### PASSAGE GIVEN
********
One hesitates to tackle a review of Stonehaven, for fear of moderators shutting down the thread lest religious arguments ensue, but I'll brave it nonetheless. I must say, I could be a convert.

The dark brown, stringy flakes were perfectly dried already (of course, what else?) and smoked equally well as flakes or rubbed out. The flakes are probably best in a small bore, but rubbed out they smoked magnificently in my Two Dot apple. I would feel like a glutton to load up a pot with it.

It takes a couple of lights, but once it starts cooking it sends out ample smoke, easily maintained at a slow simmer. Taking no chances, like a Belgian diamond cutter with a raw stone, I applied the wooden tamper with delicate twists to maintain a perfect draw. I was rewarded with a constantly changing flavor down the bowl.

Tasting the tobacco through the pipe before lighting put me in mind of chocolate, but I don't know that there is really any chocolate in the topping or not. The fresh tobacco also smells like dark chocolate to me, however there seemed to be variety of flavors in it once lit, sensations of this and that, fleeting, ever-changing, a hint of caramel -- is that oranges? Who knows? I have no idea what it tastes like, frankly. Conceivably it tastes like nothing but Stonehaven. Since one can see patches of crystallized sugar on the flakes, I don't think I'd be wrong in calling it a sweet smoke, in more ways than one.

Rich and full at the start, midbowl it becomes (at least in the rubbed out form) a bit sharp, no doubt the Virginia kicking in. The casing on the burley would most likely provide the large pallet of flavors. It could be the hit of nicotine that softens the rest of the smoke, but for whatever reason, the smoothness returns for the remainder of the bowl.

Perhaps it was the aging, perhaps a perfect moisture level, maybe the excellence of the Sasieni pipe, but it smoked cool and dry for me. I have heard complaints of a wet dottle, overheating, tongue bite...one can only wonder. I emptied nothing but ash and two or three tiny, charred shards. I do not possess a "leather tongue", despite which I have yet to experience any bite at all from Stonehaven.

Certainly one of the best tobaccos I've run across. I am very grateful that Mister Moo gave me a chance at it!


----------



## TonyBrooklyn (Jan 28, 2010)

Very nice review!:wink:
Great hit Mister Moo!:yo:


----------



## RJpuffs (Jan 27, 2008)

Yeah! All Hail the Moo! (and bump his Bovine Gauge). :first:


----------
********
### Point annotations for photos

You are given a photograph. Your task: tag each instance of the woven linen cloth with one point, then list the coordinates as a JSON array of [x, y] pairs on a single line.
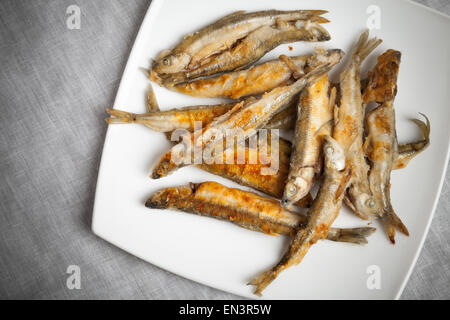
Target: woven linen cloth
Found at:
[[55, 83]]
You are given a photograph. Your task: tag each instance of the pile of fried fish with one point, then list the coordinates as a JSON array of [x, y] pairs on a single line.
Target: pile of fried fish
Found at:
[[340, 143]]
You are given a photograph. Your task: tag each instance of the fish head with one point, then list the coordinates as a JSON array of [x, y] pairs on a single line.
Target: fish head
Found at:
[[298, 187], [295, 189], [334, 154], [171, 63]]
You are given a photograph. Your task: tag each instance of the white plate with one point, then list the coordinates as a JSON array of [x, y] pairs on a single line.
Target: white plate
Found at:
[[225, 256]]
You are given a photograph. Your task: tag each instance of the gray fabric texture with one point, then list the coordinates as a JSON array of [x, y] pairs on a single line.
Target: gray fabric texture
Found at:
********
### EXERCISES
• a. Summarize the Stonehaven review in two sentences.
• b. Rescale the records from the line with "of the fish" up to and including the line with "[[225, 256]]". Repeat those lines with their requests, and multiply every coordinate in the answers by 2.2, rounding to whole numbers with halves rounded up.
The Stonehaven review and the records come from unrelated sources.

### ANSWERS FOR THE EXERCISE
• a. Stonehaven's dried flakes smoked well both as flakes and rubbed out, giving ample smoke and a constantly changing, sweet flavor that turned a bit sharp midbowl before the smoothness returned. It smoked cool and dry with no bite at all, and the reviewer called it one of the best tobaccos they had run across.

• b.
You are given a photograph. Your task: tag each instance of the fish head with one point, then list the coordinates as a JSON array of [x, y] pairs on a single line.
Target: fish head
Found at:
[[656, 411], [649, 416], [735, 339], [376, 139]]
You are given a photograph. Your task: tag each instance of the white plate with one point, then list the coordinates as a JSON array of [x, y] pairs on a single line.
Target: white plate
Found at:
[[495, 563]]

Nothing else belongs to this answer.